§ **Raw records**:
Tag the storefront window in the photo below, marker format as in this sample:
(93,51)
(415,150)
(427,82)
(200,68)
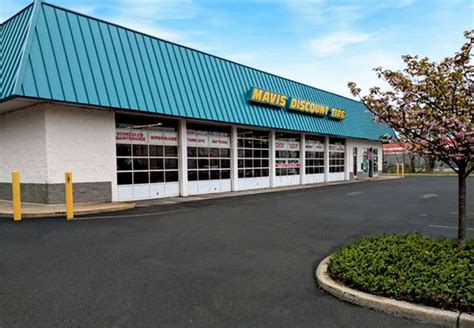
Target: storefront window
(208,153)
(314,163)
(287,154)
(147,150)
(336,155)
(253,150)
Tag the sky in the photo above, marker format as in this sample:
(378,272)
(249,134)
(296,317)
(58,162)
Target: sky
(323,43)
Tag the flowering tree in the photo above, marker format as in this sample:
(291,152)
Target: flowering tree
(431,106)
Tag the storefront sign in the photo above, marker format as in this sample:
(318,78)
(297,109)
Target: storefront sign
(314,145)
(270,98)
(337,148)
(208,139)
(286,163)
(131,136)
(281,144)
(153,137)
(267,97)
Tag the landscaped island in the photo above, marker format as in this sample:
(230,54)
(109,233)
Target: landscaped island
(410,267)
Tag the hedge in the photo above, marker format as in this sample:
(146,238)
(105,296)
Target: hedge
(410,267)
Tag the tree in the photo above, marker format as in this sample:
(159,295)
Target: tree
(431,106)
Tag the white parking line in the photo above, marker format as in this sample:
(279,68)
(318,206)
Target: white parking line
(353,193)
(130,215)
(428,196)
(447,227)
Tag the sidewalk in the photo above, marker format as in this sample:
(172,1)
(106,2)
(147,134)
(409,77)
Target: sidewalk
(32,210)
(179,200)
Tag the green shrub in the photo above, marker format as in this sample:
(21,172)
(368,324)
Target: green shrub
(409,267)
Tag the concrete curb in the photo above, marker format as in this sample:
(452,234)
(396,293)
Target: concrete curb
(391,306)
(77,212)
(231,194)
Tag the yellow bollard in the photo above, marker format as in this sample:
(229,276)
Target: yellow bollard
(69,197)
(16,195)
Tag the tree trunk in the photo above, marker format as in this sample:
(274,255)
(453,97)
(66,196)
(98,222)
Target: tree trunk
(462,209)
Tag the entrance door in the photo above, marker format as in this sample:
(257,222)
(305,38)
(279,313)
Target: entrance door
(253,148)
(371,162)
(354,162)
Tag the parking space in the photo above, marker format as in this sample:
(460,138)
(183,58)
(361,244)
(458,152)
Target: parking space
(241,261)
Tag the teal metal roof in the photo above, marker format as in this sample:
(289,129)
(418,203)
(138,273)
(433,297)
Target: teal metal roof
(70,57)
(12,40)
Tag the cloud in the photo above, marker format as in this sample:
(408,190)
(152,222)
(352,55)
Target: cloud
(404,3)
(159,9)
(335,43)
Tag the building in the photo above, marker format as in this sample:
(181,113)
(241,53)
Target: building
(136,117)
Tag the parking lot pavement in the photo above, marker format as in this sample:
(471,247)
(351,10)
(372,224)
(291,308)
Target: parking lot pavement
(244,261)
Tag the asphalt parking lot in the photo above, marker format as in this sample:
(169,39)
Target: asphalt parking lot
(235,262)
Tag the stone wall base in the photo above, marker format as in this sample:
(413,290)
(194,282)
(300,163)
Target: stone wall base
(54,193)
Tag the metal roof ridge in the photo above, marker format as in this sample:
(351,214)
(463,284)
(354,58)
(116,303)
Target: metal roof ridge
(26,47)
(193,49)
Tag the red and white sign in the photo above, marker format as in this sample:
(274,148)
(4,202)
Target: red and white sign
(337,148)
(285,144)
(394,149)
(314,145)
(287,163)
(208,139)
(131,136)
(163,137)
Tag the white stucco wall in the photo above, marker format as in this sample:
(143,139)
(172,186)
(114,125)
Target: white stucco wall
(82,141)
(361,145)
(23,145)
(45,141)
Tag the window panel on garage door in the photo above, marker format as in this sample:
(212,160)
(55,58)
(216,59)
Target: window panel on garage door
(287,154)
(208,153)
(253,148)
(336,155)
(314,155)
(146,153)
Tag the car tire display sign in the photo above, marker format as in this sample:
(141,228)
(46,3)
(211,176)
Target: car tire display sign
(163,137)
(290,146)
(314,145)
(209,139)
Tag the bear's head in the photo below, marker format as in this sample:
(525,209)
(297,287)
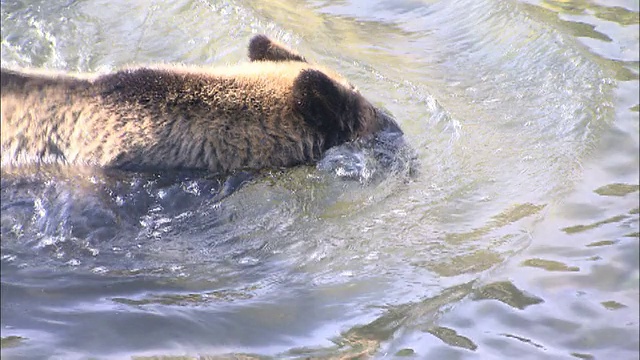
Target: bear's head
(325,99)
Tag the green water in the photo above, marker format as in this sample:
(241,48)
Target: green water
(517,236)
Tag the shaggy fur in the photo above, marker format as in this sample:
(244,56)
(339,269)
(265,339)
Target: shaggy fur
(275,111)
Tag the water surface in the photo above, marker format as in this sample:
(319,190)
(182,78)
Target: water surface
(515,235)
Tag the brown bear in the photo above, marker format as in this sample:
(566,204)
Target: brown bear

§ **Exercise instructions**:
Return all of the entries word for word, but omit the pictures.

§ **Solution to this problem**:
Tag the storefront window in the photo below, marker format as in this sample:
(93,51)
(415,150)
(427,82)
(200,68)
Target: storefront window
(208,153)
(314,163)
(287,154)
(147,150)
(336,155)
(253,150)
Tag the sky in the photo above, marker format as in this sample:
(378,272)
(249,134)
(296,317)
(58,162)
Target: sky
(323,43)
Tag the flowering tree in the photo above, marker format as in this sample:
(291,152)
Target: flowering tree
(431,106)
Tag the storefront sign in the photo above, marker format as in this sample:
(318,78)
(297,109)
Target: storefront sign
(314,145)
(270,98)
(337,148)
(208,139)
(286,163)
(131,136)
(281,144)
(153,137)
(267,97)
Tag the landscaped island in the photo above, marker format as in this sample:
(230,54)
(109,233)
Target: landscaped island
(410,267)
Tag the hedge in the photo above, marker format as in this sample:
(146,238)
(105,296)
Target: hedge
(410,267)
Tag the tree in the photo above, marker format as in this sample:
(159,295)
Target: tree
(431,106)
Tag the white parking line in the photo above, marker format as in this sample:
(279,68)
(318,206)
Target: white parking line
(353,193)
(130,215)
(428,196)
(447,227)
Tag the sidewalk in the photo above, marker format as in this sample:
(172,1)
(106,2)
(147,134)
(409,77)
Target: sidewalk
(32,210)
(179,200)
Tag the green shrub in the photo above, marker format as in this sample:
(21,172)
(368,324)
Target: green shrub
(409,267)
Tag the concrete curb in the photo above, marker format as in this sample:
(452,234)
(396,293)
Target: concrete curb
(391,306)
(77,212)
(231,194)
Tag the yellow bollard in the photo above, marker format as in this sample:
(229,276)
Target: yellow bollard
(69,197)
(16,195)
Tag the tree trunk in the photo above, marker format as in this sample:
(274,255)
(453,97)
(66,196)
(98,222)
Target: tree trunk
(462,209)
Tag the entrance door in the photo above, marker format as in this sample:
(257,222)
(305,38)
(279,313)
Target: entrance door
(253,148)
(371,162)
(354,162)
Tag the parking space in the photo above, marker format as in this sample:
(460,138)
(183,58)
(361,244)
(458,152)
Target: parking space
(241,261)
Tag the teal metal roof in the photo above, marker format as in this sample:
(289,129)
(418,203)
(138,273)
(433,297)
Target: teal metal roof
(70,57)
(12,40)
Tag the cloud in the photo above, marker format as in this sample:
(408,190)
(152,222)
(352,55)
Target: cloud
(404,3)
(159,9)
(335,43)
Tag the building in the photo above, marker format as in this sample:
(181,113)
(241,53)
Target: building
(136,117)
Tag the parking lot pavement in the photo above, marker format as in this sample:
(471,247)
(351,10)
(372,224)
(291,308)
Target: parking lot pavement
(244,261)
Tag the asphalt parking lot in the photo above, marker format as in this sample:
(169,39)
Target: asphalt parking lot
(235,262)
Tag the stone wall base in the photo above, marker format as in this sample:
(413,290)
(194,282)
(300,163)
Target: stone wall base
(54,193)
Tag the metal roof ridge in the photo above, marker format as in this sample:
(351,214)
(463,284)
(354,58)
(116,303)
Target: metal roof ridge
(26,47)
(193,49)
Tag the red and white sign in the photo above, marker format as in this sample:
(274,148)
(4,202)
Target: red and white sign
(337,148)
(285,144)
(394,149)
(314,145)
(287,163)
(208,139)
(131,136)
(163,137)
Tag the white stucco wall in the photo above, marker format as in this sample:
(143,139)
(172,186)
(114,125)
Target: white stucco wall
(82,141)
(361,145)
(23,145)
(45,141)
Tag the window panel on garage door in the photo above, marker format as in this sample:
(212,160)
(55,58)
(216,59)
Target: window panel on garage door
(287,154)
(208,153)
(253,148)
(336,155)
(314,155)
(146,153)
Tag the car tire display sign in the photo above, marker format as in this sample:
(141,228)
(46,3)
(211,176)
Target: car tire display sign
(163,137)
(290,146)
(314,145)
(209,139)
Tag the bear's head in the photo below, marker format as in this sample:
(525,209)
(297,287)
Target: bear's head
(325,99)
Tag the green water in the photo above, marker format as in this sample:
(241,48)
Target: green water
(517,236)
Tag the shaggy fur in the photo above, marker format as in this sample:
(244,56)
(339,269)
(265,339)
Target: shaggy fur
(275,111)
Tag the water surface in the photo above, marker format as in this sample:
(319,190)
(182,78)
Target: water surface
(515,235)
Tag the brown bear in the photo above, marker format as in this sample:
(566,204)
Target: brown bear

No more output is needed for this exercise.